_本文_
-=-=-=-=-

1 特に特許権の観点からみた「秘密保持契約締結(NDA)」の意義

 秘密保持契約(NDA)の締結の意義については、自社のノウハウ等の流出の防止という観点で解説されているものが多く、実際、そのような観点での重要性が高いのも事実です。しかし、知的財産権(特に特許権)に関していうと、別の観点で重要な意義があります。
 特許権を取得するための主な要件には、

  • 産業上の利用可能性
  • 新規性
  • 進歩性

というものがあり、秘密保持契約の締結は、2.新規性に関して重要な意義を有します。
 「新規性」とは、大ざっぱにいうと、発明が特許出願前に公知になっていないことを要件とするものです(特許法第29条第1項参照)。そのため、特許出願前に発明を第三者に開示してしまうと、この要件が喪失し、特許権を取得することができなくなってしまいます
 例えばスタートアップでは、資金調達が生命線であることも多いため、投資家の候補者を信頼して、秘密保持契約を締結することなく、自社の発明の有用性を詳細に説明してしまうことも多いと思います。このようなケースで当該発明の特許出願を行うと、すでに新規性が喪失しているため、特許権を取得することができなくなってしまいます。もちろん、特許庁の審査官は“神の目”で新規性の有無を判断するわけではないので、このようなケースで新規性の喪失を懸念することは杞憂(きゆう)にすぎないかもしれません。
 また、投資家と良好な関係を築けていれば問題は顕在化しづらいでしょう。しかし実際は、必ずしもそうしたケースばかりではありません。投資家は特定の分野・業種に重点的に投資していることも多く、自社の競合に投資が実行され、うっかり、開示した情報の一部が流出してしまうこともあり得るかもしれません。競合が後に、当該発明について特許が取得されていることを知れば、当然、無効審判等の手続により、一度取得された特許を消滅させに動くこともあり得るでしょうから、注意し過ぎるに越したことはないのです。

 最近は、経済産業省をはじめとして、質の高い秘密保持契約のひな型も公表されているところですから、多少、手間であっても、秘密保持契約を締結することを強くお勧めします。具体的には、経済産業省『【参考資料】秘密情報の保護ハンドブック ~企業価値向上にむけて~』の「参考資料2・各種契約書等の参考例」(PDF内・8ページ以降)をご参照ください。

-=-=-=-=-

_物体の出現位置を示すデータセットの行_
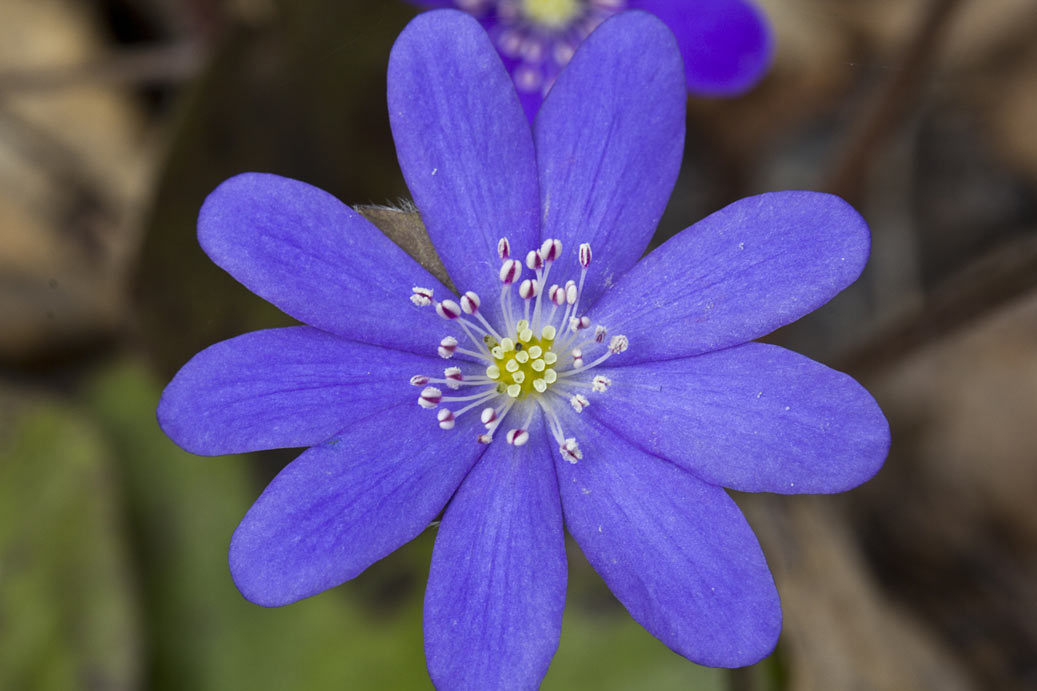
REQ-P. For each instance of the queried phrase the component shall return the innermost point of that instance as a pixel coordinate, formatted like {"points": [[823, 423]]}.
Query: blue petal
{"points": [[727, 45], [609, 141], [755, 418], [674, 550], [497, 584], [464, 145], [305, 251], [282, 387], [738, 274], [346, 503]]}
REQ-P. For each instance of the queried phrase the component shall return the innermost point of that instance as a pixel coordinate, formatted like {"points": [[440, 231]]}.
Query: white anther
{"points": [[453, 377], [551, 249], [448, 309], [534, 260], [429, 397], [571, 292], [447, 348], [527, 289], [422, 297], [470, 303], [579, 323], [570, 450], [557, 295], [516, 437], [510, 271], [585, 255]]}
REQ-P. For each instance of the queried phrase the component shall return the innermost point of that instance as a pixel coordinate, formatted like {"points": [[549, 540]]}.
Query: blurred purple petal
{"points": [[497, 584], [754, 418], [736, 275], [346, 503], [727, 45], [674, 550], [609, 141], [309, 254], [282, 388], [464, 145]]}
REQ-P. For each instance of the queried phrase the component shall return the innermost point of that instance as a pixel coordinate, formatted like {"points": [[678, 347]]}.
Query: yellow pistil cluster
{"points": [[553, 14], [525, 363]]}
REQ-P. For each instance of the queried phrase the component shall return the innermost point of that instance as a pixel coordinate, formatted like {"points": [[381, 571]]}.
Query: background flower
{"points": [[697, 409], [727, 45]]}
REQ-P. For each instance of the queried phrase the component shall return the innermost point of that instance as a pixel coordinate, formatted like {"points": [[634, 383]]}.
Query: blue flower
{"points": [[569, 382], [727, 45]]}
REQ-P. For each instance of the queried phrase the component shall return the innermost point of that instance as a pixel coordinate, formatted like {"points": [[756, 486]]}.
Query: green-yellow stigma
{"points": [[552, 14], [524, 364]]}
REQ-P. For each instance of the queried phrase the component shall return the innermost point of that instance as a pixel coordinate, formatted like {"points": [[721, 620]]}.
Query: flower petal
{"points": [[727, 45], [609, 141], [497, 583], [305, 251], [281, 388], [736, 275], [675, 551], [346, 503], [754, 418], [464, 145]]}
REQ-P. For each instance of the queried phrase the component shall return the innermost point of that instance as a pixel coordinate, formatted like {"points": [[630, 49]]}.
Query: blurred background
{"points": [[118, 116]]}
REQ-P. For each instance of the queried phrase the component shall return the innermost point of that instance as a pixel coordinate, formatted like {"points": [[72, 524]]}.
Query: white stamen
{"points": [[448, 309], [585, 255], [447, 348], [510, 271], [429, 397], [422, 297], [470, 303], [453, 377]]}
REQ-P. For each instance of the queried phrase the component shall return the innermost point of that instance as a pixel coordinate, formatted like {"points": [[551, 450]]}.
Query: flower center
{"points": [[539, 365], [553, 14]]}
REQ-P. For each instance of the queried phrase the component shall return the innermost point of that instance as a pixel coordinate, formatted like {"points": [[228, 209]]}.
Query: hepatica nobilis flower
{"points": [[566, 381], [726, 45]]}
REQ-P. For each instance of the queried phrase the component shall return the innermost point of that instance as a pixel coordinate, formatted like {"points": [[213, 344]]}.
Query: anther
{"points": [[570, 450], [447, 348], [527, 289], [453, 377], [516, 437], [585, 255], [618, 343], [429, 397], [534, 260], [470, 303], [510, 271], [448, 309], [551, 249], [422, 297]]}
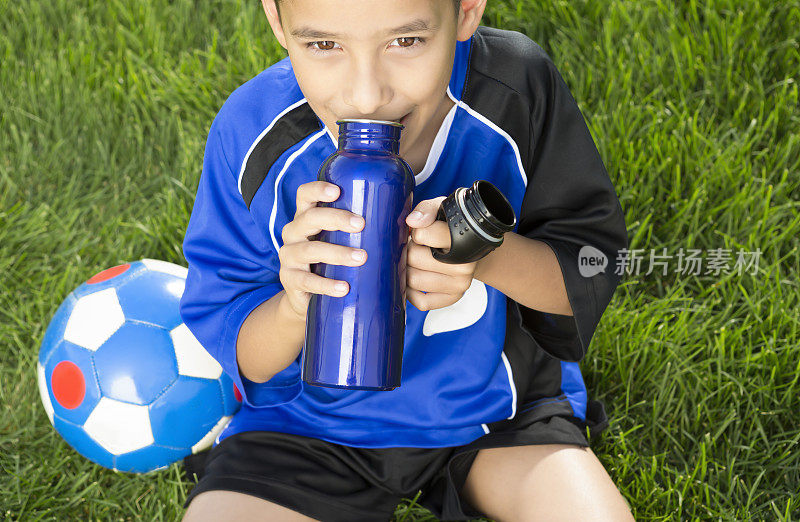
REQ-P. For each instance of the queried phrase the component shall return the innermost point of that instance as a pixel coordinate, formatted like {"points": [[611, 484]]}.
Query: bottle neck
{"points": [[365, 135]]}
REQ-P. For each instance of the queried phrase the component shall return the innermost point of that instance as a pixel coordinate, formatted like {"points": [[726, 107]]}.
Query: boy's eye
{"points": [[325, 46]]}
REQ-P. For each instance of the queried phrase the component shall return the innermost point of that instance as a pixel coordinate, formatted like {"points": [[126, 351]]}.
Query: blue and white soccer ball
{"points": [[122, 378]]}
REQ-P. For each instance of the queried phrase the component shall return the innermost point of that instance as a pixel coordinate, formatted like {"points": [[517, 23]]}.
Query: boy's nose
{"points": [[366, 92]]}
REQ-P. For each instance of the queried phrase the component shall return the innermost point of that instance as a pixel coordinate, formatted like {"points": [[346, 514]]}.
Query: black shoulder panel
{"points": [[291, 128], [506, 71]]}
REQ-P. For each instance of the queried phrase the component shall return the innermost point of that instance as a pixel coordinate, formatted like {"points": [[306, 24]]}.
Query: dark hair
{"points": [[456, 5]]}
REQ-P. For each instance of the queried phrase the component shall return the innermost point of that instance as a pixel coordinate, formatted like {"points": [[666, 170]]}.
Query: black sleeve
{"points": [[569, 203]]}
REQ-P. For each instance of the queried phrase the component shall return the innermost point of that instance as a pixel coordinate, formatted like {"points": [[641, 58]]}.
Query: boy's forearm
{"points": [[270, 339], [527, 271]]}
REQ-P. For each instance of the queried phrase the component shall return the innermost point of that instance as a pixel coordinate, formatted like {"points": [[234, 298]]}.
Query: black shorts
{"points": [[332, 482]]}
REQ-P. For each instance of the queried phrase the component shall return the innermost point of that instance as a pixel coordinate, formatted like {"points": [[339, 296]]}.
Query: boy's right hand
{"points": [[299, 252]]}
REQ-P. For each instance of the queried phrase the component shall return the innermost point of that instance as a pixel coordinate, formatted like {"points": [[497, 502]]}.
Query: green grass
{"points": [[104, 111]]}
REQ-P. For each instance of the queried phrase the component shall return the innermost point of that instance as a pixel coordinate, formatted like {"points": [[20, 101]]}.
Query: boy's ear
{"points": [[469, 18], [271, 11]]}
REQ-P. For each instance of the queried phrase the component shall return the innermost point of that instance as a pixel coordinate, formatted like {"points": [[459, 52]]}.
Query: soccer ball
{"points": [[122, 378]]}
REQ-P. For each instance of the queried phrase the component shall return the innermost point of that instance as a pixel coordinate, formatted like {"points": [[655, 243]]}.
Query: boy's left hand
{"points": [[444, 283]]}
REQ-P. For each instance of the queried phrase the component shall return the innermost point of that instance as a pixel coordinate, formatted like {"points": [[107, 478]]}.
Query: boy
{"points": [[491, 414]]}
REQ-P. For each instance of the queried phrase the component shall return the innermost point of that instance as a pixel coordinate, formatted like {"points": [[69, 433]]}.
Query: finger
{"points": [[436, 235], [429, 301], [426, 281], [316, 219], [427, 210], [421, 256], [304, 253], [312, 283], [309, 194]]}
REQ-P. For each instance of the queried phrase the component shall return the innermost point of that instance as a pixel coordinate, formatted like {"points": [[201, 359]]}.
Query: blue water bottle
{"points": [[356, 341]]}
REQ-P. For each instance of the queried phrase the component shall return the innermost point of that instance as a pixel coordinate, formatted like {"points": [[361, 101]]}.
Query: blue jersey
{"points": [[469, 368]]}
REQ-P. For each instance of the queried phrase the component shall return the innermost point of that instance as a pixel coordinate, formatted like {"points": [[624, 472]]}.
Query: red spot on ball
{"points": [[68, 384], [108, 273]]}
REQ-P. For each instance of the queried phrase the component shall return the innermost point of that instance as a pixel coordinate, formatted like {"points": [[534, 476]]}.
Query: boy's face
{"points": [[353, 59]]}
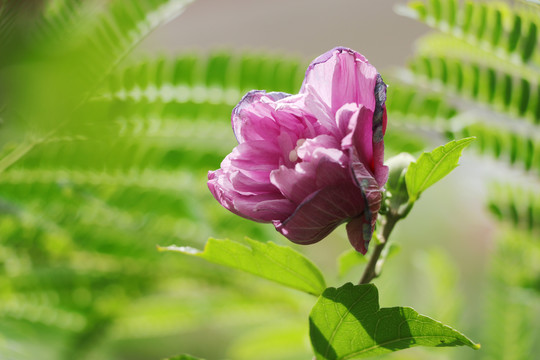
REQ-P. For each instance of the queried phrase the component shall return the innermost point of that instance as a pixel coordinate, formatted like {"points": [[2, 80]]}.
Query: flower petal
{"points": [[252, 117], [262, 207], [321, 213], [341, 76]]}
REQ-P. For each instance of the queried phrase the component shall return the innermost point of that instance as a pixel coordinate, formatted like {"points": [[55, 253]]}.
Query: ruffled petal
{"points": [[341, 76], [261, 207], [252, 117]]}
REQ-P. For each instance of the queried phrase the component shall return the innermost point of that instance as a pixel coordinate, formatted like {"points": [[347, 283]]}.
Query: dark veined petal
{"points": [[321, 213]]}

-=-=-=-=-

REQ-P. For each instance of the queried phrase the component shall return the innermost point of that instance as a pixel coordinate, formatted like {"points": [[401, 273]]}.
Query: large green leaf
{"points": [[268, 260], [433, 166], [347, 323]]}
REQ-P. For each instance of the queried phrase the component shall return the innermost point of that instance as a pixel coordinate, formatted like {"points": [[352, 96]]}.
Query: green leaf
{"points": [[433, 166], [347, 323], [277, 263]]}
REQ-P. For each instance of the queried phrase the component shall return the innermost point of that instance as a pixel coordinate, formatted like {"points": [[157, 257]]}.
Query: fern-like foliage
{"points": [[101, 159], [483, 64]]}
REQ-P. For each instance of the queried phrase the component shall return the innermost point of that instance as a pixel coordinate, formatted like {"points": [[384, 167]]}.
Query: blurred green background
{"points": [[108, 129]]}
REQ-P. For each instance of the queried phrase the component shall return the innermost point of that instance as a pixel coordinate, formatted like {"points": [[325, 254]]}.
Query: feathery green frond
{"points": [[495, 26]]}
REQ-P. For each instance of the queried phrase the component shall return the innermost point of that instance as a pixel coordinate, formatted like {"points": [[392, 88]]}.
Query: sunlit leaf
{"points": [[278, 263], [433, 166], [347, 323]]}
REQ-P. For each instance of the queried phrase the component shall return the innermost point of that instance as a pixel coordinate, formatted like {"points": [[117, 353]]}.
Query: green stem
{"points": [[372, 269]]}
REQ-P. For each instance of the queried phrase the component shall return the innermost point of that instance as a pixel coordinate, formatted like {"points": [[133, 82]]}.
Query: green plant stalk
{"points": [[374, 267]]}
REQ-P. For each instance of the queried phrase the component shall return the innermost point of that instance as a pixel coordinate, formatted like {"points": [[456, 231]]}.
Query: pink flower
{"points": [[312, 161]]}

-=-=-=-=-

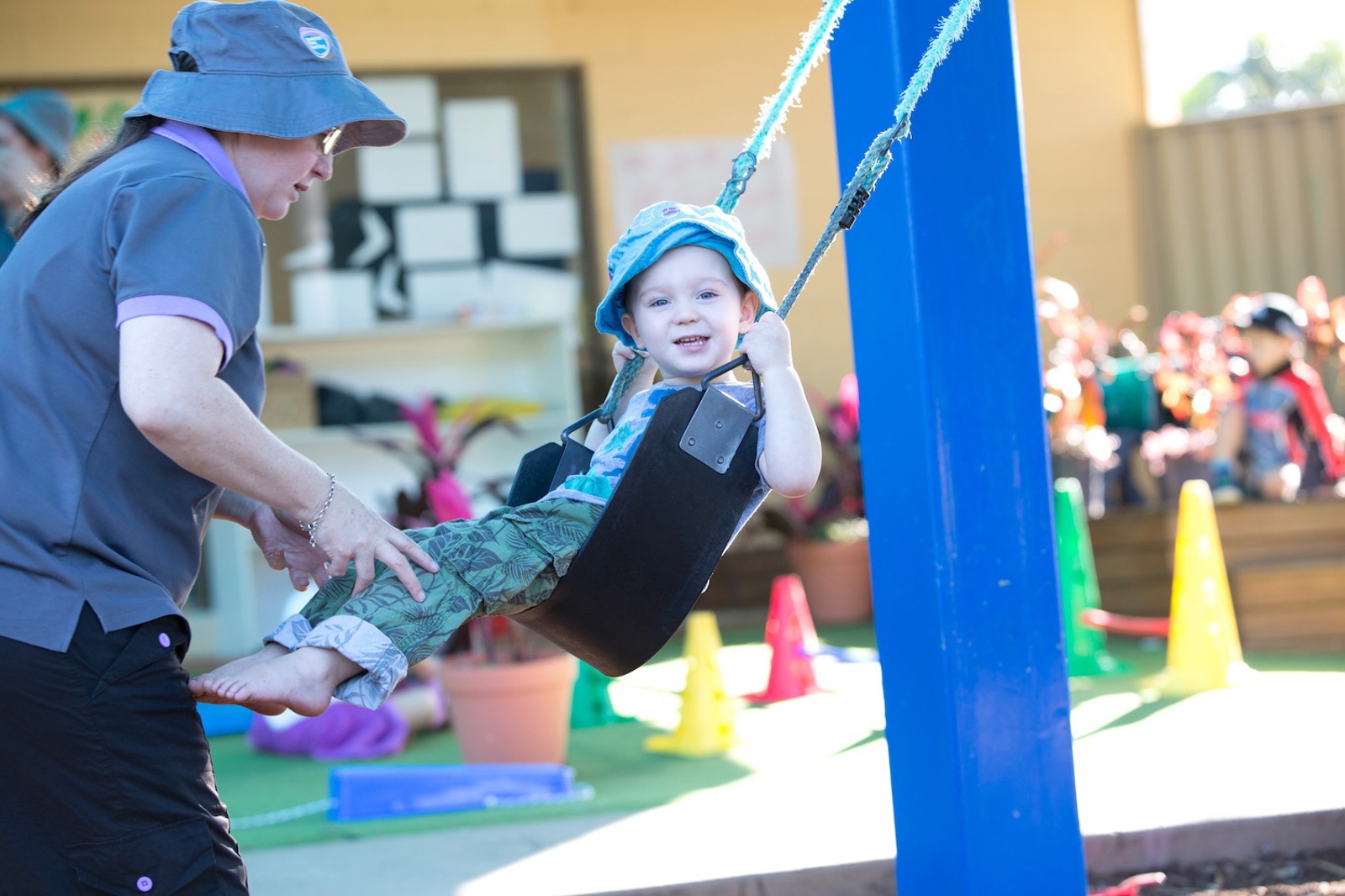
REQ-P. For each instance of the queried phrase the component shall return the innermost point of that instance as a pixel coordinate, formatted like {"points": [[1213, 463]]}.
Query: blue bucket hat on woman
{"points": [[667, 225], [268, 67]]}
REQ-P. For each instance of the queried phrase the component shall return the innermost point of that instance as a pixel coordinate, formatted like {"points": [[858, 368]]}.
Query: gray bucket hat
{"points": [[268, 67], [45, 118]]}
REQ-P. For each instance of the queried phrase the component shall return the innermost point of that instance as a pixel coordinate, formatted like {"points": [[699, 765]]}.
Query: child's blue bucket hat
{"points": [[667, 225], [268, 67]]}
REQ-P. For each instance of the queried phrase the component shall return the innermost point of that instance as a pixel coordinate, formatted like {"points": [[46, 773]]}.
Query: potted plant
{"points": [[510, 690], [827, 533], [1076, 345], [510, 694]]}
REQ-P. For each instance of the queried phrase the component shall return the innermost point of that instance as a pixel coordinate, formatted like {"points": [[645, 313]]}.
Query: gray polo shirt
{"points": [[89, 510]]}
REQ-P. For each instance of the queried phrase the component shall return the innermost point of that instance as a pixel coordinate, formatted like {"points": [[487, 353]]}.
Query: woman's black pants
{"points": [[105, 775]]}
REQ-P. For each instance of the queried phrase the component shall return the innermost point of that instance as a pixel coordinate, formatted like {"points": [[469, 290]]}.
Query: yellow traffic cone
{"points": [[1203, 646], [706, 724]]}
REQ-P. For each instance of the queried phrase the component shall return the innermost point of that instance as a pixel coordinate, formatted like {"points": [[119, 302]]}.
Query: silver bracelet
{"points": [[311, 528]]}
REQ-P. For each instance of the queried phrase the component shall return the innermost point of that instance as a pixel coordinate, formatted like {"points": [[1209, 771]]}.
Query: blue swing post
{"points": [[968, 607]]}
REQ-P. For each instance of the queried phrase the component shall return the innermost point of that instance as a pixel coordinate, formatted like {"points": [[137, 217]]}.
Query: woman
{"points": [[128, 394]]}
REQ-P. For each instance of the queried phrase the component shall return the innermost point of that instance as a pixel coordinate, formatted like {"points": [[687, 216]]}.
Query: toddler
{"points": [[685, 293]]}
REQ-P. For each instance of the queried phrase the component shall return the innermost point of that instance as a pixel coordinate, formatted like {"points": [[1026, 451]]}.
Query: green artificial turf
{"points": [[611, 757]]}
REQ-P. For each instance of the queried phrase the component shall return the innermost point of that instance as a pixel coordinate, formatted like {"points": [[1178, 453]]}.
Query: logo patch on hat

-=-=-=-=-

_作業内容_
1. 本文によると、特許出願前に発明を第三者に開示すると特許権を取得できなくなるのはなぜか。1~3文で説明せよ。
2. エントリの中から、文字列「soccer」を含む行をすべて選び出して書き写せ。
これらのエントリは本文とは関係がない。

_設問別の解答_
1. 新規性は、発明が特許出願前に公知になっていないことを要件とするものだからである。出願前に発明を第三者に開示するとこの要件が失われ、特許権を取得することができなくなる。

2.
Query: blue and white soccer ball
Query: soccer ball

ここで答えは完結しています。